_Work request_
Reproduce without alteration the passage of the Binghamton factory fire text starting with "The fire likely" and going on through "and fourth floors.".

_Quoted passage_

The 1913 Binghamton factory fire occurred on July 22, 1913, on the premises of the Binghamton Clothing Company, in Binghamton, New York. It destroyed the Wall Street building in less than 20 minutes, killing 31 of the more than 100 people inside. Though not as deadly as the Triangle Shirtwaist Factory fire in 1911, it put even more pressure on New York officials to strengthen life safety codes, increase funding for more inspectors, and increase penalties for violations.

==Fire==
The Binghamton Clothing Company was located in a former cigar factory on Wall Street, and produced men's overalls. The employees, mostly young women, were hard at work in the four-story building on that Tuesday afternoon. The exact number of workers is uncertain; early reports claimed as many as 150 were working, but after a few days the number settled between 110 and 125. Almost all the doors and windows were open due to the July heat, and a strong wind was blowing. Even so, the building was unusually hot. One of the employees noticed it at about 1 pm, and claimed she smelled smoke an hour later.

The fire likely began after lunch when an employee carelessly tossed a cigarette down into the second floor stairwell, where it landed on a pile of highly flammable plush material on the first floor. The high wind and the great ventilation provided by the open windows and doors combined to start a conflagration. The stairways quickly became chimneys for the smoke and flames, leading to the greatest loss of life on the third and fourth floors.

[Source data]

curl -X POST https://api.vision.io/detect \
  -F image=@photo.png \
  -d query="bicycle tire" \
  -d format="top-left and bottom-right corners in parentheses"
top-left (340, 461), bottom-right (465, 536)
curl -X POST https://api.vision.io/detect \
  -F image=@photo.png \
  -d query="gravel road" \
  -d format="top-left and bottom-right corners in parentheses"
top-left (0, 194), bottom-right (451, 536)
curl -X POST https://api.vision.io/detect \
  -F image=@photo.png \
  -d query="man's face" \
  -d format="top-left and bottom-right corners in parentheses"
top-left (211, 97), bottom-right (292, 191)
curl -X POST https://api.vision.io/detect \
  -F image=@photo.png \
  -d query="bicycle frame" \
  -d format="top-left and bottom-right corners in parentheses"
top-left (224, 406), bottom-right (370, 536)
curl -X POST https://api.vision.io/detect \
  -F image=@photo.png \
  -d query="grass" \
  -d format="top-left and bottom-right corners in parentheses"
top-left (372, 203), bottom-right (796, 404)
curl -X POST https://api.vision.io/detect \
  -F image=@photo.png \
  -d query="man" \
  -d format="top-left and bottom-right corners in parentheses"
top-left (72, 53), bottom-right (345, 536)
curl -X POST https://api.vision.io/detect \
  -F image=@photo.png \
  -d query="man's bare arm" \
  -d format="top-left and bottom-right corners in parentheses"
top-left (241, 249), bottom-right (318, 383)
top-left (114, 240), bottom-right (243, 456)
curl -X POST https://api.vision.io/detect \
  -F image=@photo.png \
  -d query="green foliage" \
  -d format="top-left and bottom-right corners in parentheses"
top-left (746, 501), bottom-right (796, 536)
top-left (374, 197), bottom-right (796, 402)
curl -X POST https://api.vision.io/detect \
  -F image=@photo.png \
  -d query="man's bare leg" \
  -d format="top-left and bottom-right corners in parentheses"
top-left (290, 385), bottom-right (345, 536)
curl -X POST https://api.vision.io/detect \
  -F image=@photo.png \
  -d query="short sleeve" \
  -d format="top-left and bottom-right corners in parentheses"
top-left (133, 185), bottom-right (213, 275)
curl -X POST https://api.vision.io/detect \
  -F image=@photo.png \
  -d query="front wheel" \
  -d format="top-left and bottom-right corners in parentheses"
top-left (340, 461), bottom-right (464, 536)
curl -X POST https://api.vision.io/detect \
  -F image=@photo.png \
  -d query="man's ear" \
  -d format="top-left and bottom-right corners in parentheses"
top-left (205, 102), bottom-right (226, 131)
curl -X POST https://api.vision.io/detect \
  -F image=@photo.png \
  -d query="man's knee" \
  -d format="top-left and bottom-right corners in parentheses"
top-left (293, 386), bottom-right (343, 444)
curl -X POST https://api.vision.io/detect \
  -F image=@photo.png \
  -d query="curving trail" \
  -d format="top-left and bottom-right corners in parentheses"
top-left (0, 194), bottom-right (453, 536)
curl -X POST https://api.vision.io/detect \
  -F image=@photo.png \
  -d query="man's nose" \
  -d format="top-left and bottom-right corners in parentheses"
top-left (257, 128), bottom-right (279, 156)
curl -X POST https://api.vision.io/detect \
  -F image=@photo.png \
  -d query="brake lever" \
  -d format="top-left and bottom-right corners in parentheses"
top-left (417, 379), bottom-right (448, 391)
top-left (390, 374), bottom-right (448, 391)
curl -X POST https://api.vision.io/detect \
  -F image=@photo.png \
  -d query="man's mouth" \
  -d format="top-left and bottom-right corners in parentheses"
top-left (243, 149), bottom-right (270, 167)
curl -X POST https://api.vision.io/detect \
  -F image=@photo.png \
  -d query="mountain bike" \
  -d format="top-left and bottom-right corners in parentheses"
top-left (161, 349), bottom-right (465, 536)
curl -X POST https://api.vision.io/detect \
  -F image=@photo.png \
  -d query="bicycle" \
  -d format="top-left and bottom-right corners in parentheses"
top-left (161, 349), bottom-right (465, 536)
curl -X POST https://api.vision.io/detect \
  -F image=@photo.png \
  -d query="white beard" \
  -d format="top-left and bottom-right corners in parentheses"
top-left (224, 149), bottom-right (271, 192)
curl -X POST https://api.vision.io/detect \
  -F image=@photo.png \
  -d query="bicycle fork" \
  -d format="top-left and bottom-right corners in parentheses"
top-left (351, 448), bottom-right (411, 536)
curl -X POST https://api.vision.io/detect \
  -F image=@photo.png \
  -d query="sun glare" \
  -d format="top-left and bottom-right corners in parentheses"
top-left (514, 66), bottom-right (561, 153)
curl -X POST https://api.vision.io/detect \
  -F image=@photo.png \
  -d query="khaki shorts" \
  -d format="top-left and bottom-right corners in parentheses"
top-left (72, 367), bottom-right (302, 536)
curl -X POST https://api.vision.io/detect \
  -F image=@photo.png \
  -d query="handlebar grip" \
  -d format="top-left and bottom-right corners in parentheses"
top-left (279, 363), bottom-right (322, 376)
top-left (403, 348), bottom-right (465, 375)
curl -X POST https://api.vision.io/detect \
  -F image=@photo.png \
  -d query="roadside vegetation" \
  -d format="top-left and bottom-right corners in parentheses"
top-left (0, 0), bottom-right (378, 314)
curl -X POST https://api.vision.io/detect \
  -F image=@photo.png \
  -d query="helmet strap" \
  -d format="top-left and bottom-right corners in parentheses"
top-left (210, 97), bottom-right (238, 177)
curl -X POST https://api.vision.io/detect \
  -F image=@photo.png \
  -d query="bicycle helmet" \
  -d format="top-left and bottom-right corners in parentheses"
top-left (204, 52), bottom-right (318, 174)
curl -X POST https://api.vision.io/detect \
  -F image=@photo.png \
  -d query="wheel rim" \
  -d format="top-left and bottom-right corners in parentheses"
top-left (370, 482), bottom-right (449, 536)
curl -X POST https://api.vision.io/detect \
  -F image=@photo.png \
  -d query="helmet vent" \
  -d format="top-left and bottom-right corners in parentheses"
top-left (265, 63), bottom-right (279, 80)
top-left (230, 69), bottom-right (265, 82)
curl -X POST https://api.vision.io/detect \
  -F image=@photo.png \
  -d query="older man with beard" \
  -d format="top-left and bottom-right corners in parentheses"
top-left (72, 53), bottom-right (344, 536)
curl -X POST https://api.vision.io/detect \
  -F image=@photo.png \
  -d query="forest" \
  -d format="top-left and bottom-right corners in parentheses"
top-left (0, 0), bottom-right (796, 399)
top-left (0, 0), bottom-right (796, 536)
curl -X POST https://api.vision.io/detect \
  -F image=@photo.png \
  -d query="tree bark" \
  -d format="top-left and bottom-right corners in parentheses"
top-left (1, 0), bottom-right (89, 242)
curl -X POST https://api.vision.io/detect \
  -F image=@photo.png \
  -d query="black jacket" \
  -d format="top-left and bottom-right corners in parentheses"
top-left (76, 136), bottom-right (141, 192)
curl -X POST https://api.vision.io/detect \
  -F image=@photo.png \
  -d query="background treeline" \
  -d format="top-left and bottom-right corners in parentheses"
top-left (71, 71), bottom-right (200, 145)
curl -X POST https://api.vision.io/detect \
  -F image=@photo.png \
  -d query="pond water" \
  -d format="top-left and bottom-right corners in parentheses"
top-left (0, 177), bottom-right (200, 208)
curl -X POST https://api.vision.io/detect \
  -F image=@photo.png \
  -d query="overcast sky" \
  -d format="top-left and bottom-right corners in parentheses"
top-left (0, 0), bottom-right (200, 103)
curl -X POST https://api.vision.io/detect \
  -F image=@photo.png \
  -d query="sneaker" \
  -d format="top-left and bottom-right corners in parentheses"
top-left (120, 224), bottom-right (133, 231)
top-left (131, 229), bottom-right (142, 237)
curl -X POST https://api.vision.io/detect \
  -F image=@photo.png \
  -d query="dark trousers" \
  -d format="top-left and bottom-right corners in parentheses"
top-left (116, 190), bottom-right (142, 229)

_Task response_
The fire likely began after lunch when an employee carelessly tossed a cigarette down into the second floor stairwell, where it landed on a pile of highly flammable plush material on the first floor. The high wind and the great ventilation provided by the open windows and doors combined to start a conflagration. The stairways quickly became chimneys for the smoke and flames, leading to the greatest loss of life on the third and fourth floors.